>> START Excerpted data

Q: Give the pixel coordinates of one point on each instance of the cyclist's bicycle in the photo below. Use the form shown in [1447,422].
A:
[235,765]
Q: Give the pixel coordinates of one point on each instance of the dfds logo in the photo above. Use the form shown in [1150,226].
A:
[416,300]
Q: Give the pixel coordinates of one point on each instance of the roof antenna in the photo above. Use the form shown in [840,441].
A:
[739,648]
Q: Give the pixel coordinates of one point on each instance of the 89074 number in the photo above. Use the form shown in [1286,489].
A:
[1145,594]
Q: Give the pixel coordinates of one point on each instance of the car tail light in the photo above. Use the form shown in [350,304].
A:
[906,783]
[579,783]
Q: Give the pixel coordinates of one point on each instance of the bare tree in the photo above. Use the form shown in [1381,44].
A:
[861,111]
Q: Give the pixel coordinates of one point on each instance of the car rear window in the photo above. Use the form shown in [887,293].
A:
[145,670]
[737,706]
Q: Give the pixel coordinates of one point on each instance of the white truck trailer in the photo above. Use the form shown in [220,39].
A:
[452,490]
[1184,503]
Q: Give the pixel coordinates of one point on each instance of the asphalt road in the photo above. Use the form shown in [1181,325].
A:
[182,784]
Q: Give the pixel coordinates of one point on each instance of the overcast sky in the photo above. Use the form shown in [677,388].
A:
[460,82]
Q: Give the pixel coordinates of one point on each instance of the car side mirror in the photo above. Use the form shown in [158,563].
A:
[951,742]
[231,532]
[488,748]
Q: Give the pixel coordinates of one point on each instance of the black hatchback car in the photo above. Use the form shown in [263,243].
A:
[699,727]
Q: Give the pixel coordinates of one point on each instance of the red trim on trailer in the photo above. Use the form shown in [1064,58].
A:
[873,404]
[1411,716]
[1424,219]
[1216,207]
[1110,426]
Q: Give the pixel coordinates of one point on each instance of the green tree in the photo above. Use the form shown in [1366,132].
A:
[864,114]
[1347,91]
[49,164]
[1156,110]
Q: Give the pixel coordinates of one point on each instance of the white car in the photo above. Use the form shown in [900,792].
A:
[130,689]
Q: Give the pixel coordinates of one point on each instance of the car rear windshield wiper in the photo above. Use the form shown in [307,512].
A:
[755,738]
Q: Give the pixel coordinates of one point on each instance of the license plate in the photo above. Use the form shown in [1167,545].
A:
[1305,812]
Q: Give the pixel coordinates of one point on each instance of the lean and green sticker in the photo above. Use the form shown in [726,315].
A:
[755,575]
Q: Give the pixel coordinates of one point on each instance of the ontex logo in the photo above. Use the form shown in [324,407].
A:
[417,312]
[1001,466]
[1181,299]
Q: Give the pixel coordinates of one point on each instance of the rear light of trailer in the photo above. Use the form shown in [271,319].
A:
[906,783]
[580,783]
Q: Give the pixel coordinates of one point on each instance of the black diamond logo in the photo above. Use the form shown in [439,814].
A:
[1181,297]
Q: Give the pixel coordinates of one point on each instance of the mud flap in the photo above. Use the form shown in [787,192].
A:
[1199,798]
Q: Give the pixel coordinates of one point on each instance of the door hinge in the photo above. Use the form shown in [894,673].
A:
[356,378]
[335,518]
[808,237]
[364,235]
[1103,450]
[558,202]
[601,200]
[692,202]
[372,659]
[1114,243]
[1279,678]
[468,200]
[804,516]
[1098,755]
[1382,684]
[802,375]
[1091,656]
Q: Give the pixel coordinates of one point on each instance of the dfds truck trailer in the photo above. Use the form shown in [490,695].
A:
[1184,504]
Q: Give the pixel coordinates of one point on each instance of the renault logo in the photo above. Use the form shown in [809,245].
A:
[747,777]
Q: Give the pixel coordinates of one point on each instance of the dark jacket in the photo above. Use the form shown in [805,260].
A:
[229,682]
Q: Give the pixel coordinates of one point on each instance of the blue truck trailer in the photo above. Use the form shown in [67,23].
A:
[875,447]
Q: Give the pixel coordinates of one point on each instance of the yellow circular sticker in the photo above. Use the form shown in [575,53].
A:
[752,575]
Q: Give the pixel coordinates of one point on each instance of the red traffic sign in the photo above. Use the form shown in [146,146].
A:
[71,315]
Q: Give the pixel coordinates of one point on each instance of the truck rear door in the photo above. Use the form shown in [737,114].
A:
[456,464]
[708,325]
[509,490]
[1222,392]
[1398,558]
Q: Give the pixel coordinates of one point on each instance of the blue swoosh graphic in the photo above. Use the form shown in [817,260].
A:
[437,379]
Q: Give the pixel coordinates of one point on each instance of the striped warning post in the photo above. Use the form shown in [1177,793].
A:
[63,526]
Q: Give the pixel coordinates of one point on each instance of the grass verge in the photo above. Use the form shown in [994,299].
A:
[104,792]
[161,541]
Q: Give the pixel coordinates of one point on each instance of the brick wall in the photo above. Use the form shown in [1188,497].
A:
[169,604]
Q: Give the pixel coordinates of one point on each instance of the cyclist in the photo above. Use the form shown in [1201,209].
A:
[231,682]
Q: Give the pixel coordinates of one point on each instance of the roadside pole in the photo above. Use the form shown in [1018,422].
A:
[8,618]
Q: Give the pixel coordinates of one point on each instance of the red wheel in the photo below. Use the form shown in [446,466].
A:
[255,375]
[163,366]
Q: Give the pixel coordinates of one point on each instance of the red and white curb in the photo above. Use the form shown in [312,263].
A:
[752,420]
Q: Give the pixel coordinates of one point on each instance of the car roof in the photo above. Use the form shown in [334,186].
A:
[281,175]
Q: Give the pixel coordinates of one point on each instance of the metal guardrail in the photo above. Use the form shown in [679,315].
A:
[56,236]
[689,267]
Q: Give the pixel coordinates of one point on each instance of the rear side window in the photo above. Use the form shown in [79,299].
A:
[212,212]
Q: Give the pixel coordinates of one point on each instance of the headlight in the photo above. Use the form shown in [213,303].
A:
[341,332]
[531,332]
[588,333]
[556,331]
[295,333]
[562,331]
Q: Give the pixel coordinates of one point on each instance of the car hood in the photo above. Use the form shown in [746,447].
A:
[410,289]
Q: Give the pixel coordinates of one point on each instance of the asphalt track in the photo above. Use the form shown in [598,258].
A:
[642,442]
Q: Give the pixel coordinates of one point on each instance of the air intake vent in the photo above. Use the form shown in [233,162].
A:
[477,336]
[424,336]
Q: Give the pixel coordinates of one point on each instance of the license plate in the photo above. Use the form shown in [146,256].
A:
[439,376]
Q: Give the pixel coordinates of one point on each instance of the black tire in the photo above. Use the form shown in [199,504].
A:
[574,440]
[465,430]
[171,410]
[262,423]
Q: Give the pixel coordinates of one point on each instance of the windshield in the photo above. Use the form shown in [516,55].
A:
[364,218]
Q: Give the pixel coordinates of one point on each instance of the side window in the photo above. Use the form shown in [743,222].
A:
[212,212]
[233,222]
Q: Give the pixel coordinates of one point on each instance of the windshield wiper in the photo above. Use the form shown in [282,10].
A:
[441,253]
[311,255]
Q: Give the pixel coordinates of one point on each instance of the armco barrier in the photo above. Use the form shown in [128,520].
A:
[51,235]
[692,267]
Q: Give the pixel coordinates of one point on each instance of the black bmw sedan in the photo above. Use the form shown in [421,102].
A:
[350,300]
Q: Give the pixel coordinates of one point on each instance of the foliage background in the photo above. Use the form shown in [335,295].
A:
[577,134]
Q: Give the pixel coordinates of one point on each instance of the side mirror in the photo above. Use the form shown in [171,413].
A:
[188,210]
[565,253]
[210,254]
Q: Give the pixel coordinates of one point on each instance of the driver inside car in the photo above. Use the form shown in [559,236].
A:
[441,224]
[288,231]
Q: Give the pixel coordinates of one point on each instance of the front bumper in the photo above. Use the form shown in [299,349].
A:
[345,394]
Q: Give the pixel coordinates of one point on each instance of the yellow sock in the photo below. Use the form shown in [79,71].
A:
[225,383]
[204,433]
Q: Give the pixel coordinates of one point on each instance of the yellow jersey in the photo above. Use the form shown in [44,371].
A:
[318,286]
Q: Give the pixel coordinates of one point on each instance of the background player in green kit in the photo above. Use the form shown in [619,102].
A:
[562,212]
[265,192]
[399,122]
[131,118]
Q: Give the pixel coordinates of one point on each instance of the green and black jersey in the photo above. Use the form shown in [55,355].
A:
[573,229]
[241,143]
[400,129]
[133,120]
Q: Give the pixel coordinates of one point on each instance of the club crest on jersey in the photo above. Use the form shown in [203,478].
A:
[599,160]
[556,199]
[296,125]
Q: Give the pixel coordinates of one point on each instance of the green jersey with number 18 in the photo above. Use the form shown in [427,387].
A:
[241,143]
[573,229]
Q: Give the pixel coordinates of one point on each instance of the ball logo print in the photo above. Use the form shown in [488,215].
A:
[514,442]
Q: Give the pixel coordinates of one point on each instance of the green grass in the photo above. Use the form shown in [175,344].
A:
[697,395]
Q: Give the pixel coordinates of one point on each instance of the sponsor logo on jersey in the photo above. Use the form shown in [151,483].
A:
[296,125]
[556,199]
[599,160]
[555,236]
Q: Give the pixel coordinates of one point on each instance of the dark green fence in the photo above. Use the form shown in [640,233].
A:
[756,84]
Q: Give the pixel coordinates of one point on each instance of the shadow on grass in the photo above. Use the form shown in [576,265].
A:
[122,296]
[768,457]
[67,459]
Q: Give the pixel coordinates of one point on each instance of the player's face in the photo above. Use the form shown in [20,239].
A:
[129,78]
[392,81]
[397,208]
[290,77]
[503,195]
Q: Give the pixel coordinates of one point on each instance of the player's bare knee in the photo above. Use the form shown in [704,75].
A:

>> END Excerpted data

Directions
Repeat exactly, and only, the lines from the one containing "shown in [619,102]." through the end of the material.

Full solution
Q: Give the pixel coordinates of one point on each instance of the background player in green kit in the photo above. Use the form shown in [619,102].
A:
[562,212]
[265,192]
[399,122]
[131,118]
Q: Give the pixel coordinates of one point on each instance of the green and black jersey in the photo above. Use the form shown in [55,355].
A:
[573,229]
[241,143]
[400,129]
[133,120]
Q: Give the pixel coordinates of one point on each instance of the club crest on jersey in the photo above. Use the form shown in [203,478].
A:
[599,160]
[556,199]
[296,125]
Q: Give the pixel coordinates of one point on each instance of the green jersey with number 18 in the photo above. Use the form shown in [427,387].
A:
[241,143]
[573,229]
Q: Give the pixel coordinates of one point on each instance of the ball logo print in the photo above. Use the form shown in [488,215].
A:
[514,442]
Q: Give the pixel coordinates of one point on each instance of the green grass in the photo above. Use the form shown in [175,344].
A:
[697,395]
Q: Give the pixel coordinates of one point on each instance of the sponsor logo on jersey in the photo above. Use the form shown in [151,483].
A:
[296,125]
[556,199]
[599,160]
[555,236]
Q: Give the pixel coordinates of one point on each instance of the dark green fence in the photo above. Use the form shown in [640,233].
A:
[756,84]
Q: Give the pixel coordinates of one point on each instance of the shadow on grass in the photo above. Use the form shown in [576,265].
A:
[122,296]
[768,457]
[67,459]
Q: Give the pixel coordinates of one point on each instance of the player's face in the photo above. Use the form shown in [20,239].
A:
[129,78]
[392,81]
[397,208]
[290,77]
[503,195]
Q: Give the pixel coordinates of one point on each instance of the player's bare knee in the photo above. Use the form shown in [704,75].
A:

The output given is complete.